» FONTE:
○ ○ ○ ○ ○ ○ ○

31/1/2012, *MK
Bhadrakumar, Indian
Punchline
Traduzido
pelo pessoal da Vila
Vudu
A
expressão popular “Me segurem!”, que os israelenses usam muito, é útil quando,
numa briga de rua, você pede que os amigos o segurem e impeçam que você dê uns
sopapos no grandão que o desafia e que tem boa chances de, se quiser, pôr você a
nocaute.
Israel
aprendeu a manobrar a expressão “Me segurem!” com perfeito timing. O timing é importante, porque, a menos que você grite
“Me segurem!” a tempo, você estará à frente do grandão, sem opção de fuga; e
ameaçado de ser visto como arrogante, que finge que é o que não é e que pode o
que não pode.
Mais uma vez, Israel está requentando a “ameaça” de que
estaria à beira de atacar o Irã.

○ ○ ○ ○ ○ ○ ○

» DADOS FORNECIDOS:

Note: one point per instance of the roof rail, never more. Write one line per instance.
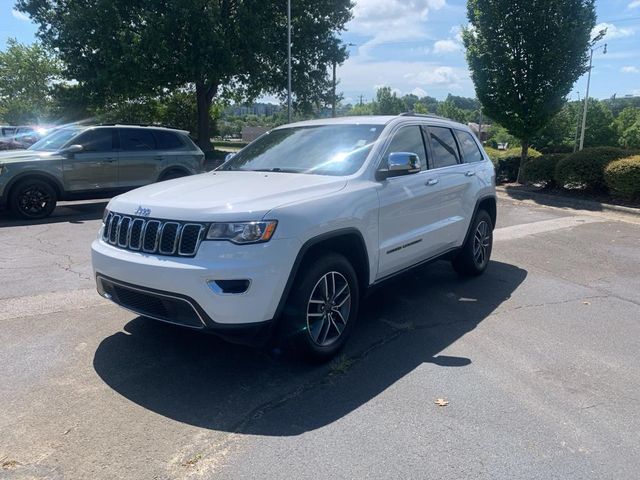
(425, 115)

○ ○ ○ ○ ○ ○ ○

» TAREFAS:
**a)** Resuma em duas frases o texto sobre a expressão “Me segurem!”.
**b)** Segundo o texto sobre a expressão “Me segurem!”, o que acontece com quem não grita a expressão a tempo?
**c)** Dê continuidade ao texto sobre a expressão “Me segurem!”, começando logo após a última frase.

» RESPOSTAS DADAS:
**a)** A expressão popular “Me segurem!”, muito usada pelos israelenses, serve para que, numa briga de rua, os amigos impeçam quem a grita de enfrentar um adversário maior que pode derrubá-lo. Israel aprendeu a usar a expressão com perfeito timing e, mais uma vez, requenta a “ameaça” de que estaria à beira de atacar o Irã.

**b)** Fica à frente do grandão sem opção de fuga e ameaçado de ser visto como arrogante.

**c)**
Al-Jazeera publicou um interessante artigo de MJ Rosenberg,
conhecido comentarista judeu-norte-americano, que oferece o histórico de muitas
ameaças israelenses desse tipo, na história recente [1]. Claro
que nenhuma das ameaças recentes foi cumprida. Por quê? É simples: o establishment militar e de segurança israelense é
constituído de seres racionais, que conhecem bem as próprias potências e
fragilidades e que não se deixarão arrastar por políticos ensandecidos.
Assim
sendo, por que Israel insiste em fazer, dessas ameaças verbais ocas, meio de
vida? De fato, as ameaças não são completamente ocas: têm excelente lógica e
objetivo claro. Israel está enviando sua mensagem aos políticos em Washington:
“Façam mais alguma coisa, além do que estão fazendo no front iraniano”.
Também nesse caso, o timing é importante. Nada horroriza mais Israel que
a possibilidade de se reiniciarem negociações sobre a questão nuclear iraniana.
O espectro de recomeçarem as negociações “5+1” e de avançarem provoca pânico em Israel.
Portanto, Israel trabalha dedicadamente para boicotar qualquer via
política/diplomática. Israel sabe que, mais cedo ou mais tarde, se se seguir a
via diplomática, os passos lógicos seguintes porão frente a frente os diplomatas
iranianos e norte-americanos.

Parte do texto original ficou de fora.